Quote every line of the material beneath this one.

* * * * * * *

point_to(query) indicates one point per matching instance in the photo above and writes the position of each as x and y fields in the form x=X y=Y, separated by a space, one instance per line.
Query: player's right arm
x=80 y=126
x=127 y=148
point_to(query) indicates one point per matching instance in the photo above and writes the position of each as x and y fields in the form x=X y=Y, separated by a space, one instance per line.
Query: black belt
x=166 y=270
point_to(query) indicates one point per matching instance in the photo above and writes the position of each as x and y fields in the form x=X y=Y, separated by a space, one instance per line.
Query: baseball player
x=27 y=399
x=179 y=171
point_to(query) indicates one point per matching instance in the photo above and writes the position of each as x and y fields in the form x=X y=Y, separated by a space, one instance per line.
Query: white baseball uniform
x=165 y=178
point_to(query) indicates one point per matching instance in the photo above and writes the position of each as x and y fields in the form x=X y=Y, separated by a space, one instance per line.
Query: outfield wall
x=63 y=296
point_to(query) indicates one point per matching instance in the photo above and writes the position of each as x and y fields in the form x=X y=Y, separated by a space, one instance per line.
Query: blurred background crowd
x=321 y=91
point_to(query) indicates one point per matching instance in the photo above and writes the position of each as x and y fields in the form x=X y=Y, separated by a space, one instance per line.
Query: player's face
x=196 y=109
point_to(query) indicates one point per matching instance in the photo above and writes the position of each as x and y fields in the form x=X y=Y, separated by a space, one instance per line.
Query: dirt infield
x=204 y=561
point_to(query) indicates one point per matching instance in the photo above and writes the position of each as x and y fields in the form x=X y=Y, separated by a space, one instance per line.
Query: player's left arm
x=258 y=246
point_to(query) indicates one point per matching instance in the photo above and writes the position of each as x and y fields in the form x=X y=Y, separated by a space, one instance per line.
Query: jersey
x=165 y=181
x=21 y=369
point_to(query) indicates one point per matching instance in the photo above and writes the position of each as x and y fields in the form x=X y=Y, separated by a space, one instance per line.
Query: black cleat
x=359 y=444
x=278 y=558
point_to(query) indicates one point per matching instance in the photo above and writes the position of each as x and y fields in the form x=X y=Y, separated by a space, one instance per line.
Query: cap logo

* * * * * * *

--- ANSWER TO THE PROBLEM ---
point_to(query) indicates one point per matching instance in the photo above and writes the position of each as x and y fields in the form x=X y=Y, separated by a space, one instance per line.
Query: player's right arm
x=80 y=126
x=127 y=148
point_to(query) indicates one point per matching instance in the photo above and writes the position of each as x and y fields in the form x=X y=Y, separated by a space, one instance per line.
Query: black belt
x=166 y=270
point_to(query) indicates one point per matching instance in the photo above and writes the position of each as x and y fields in the form x=X y=Y, separated by a space, one instance per line.
Query: baseball player
x=27 y=399
x=179 y=171
point_to(query) indicates one point per matching instance in the photo above and writes the position of each as x and y fields in the form x=X y=Y, separated by a space, one instance per line.
Query: white baseball uniform
x=165 y=178
point_to(query) indicates one point per matching instance in the photo above and writes the position of each as x and y fields in the form x=X y=Y, separated by a space, one instance per line.
Query: outfield wall
x=63 y=296
point_to(query) indicates one point per matching instance in the photo above and writes the position of each as x and y fields in the form x=X y=Y, separated by a space, one instance per line.
Query: blurred background crowd
x=321 y=91
point_to(query) indicates one point per matching instance in the photo above and writes the position of each as x and y fields in the form x=X y=Y, separated by a space, one instance per line.
Query: player's face
x=196 y=109
point_to(query) indicates one point per matching instance in the photo above and writes the position of each as x and y fields in the form x=X y=Y, separated by a space, one instance per line.
Query: dirt infield
x=204 y=561
point_to(query) indicates one point per matching instance in the photo above and writes the position of each as x and y fields in the form x=X y=Y, separated by a space, one instance per line.
Query: player's left arm
x=258 y=246
point_to(query) indicates one point per matching instance in the photo above and writes the position of each as x and y fields in the form x=X y=Y, separated by a space, one instance per line.
Query: jersey
x=165 y=181
x=21 y=369
point_to(query) indicates one point per matching instance in the photo above and writes the position of each as x and y fields in the form x=X y=Y, separated by a space, one instance per line.
Query: black cleat
x=359 y=444
x=278 y=558
point_to(query) indicates one point per matching instance in the photo above and writes the position of each as x and y fields in the form x=X y=Y, separated by a space, one instance per line.
Query: cap logo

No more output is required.